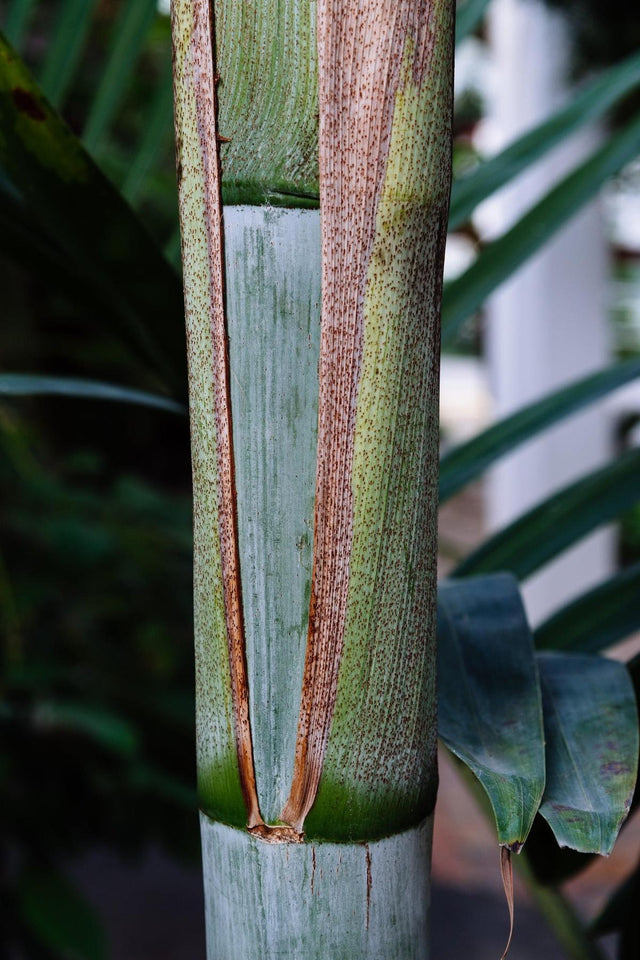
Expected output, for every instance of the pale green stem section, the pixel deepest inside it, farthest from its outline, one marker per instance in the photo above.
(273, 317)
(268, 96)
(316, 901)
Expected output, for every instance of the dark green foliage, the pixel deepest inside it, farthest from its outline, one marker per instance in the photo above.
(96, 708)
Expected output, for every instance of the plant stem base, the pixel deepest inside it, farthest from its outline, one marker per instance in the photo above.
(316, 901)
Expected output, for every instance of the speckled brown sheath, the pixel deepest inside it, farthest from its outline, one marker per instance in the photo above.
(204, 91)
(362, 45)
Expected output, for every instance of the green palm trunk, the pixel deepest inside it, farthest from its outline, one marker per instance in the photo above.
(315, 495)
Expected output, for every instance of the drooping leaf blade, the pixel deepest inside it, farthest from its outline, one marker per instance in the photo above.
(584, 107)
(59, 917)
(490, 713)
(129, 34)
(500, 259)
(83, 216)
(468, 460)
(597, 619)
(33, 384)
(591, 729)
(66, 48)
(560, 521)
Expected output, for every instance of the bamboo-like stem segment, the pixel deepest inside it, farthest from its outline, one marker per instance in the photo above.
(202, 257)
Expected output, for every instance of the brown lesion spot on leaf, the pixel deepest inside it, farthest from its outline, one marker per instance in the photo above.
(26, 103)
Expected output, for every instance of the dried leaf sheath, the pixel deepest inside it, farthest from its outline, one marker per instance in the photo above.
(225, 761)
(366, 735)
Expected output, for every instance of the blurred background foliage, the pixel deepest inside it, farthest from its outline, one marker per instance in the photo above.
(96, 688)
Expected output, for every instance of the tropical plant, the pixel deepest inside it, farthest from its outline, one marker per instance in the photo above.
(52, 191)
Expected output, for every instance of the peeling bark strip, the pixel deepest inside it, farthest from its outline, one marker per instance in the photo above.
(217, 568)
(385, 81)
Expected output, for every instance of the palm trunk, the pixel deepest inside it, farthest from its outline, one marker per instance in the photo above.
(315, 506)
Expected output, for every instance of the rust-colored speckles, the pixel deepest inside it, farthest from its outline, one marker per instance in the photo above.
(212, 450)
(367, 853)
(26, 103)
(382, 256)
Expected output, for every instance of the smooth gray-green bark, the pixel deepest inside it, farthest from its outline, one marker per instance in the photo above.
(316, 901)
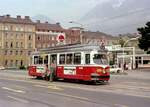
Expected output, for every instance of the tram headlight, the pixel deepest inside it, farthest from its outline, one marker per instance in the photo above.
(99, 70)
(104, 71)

TASK TO CARRY OUT
Write out all of the records above. Keep them exact and leave out the pictures.

FINISHED TASK
Expected output, for every instance of the pale green stem section, the pixel deepest inside it, farthest from its outline, one marker per instance in the photo above.
(273, 317)
(268, 96)
(316, 901)
Expected output, for every instance of the dark green foliage, the pixel deepest inside it, farthest from its outline, one marker per instance in the photo above.
(96, 708)
Expected output, for every instance of the plant stem base, the pixel deepest inside it, farthest from its outline, one marker per instance in the photo above.
(316, 901)
Expected output, for every instance of the speckled brown sheath, the pixel deepest inside it, farthest from its outline, one marker per instance in the photo above.
(204, 91)
(362, 45)
Expected output, for every instance of the green palm trunk, the pixel deepest inside it, farthest from its outline, one marker per instance in the photo above.
(315, 495)
Expected output, for every instance of the drooping leaf blade, the pixel deepest inside it, farthest from its outline, one marker per instance in the photo above.
(584, 107)
(59, 917)
(490, 713)
(129, 34)
(500, 259)
(83, 216)
(468, 460)
(597, 619)
(33, 384)
(591, 729)
(66, 48)
(560, 521)
Expected output, for every instance of the bamboo-like stem segment, the pixel deepest inside it, farthest from its outline, one marker per instance in the photo above.
(202, 257)
Expected output, for every instance of the brown lesion spot on leaf, the pixel deepest inside it, farthest from its outline, one marker per instance in the photo above.
(26, 103)
Expected output, for every instance of the dried leaf sheath, the pixel deepest inside it, farthest from its outline, one marker per instance in the photo above.
(225, 761)
(366, 735)
Expected output, for every instance of the blurred background foliage, the pixel deepest inside it, farthest from its outline, one marker per instance in the photo above.
(96, 688)
Expected output, for every instance of the tropical plant, the pixel deepest inside it, farthest from its outline, one marker per instance in the photo above.
(52, 191)
Expected output, for every instance of the peeling bark strip, the pixel deepest inside it, farthest from its outline, one marker per instance in the photo above.
(217, 568)
(385, 81)
Expected output, for every instance of the palm trunk, the pixel deepest inside it, farthest from its outline, one marker per instance in the photo above.
(315, 506)
Expected output, for every instance of the rust-colored speckles, the pixel deepest inside it, farthest from its outline, one marker per instance in the photo above.
(212, 450)
(367, 853)
(26, 103)
(382, 256)
Expected output, for every instance of the smooth gray-green bark, the pixel deepest inside it, farthest from its outline, one marker per instance in the photo above.
(316, 901)
Expected output, for every instance of the tram headlight, the pixel deepest inside it, farthest from its outline, one marker per instance in the photo above.
(99, 70)
(104, 71)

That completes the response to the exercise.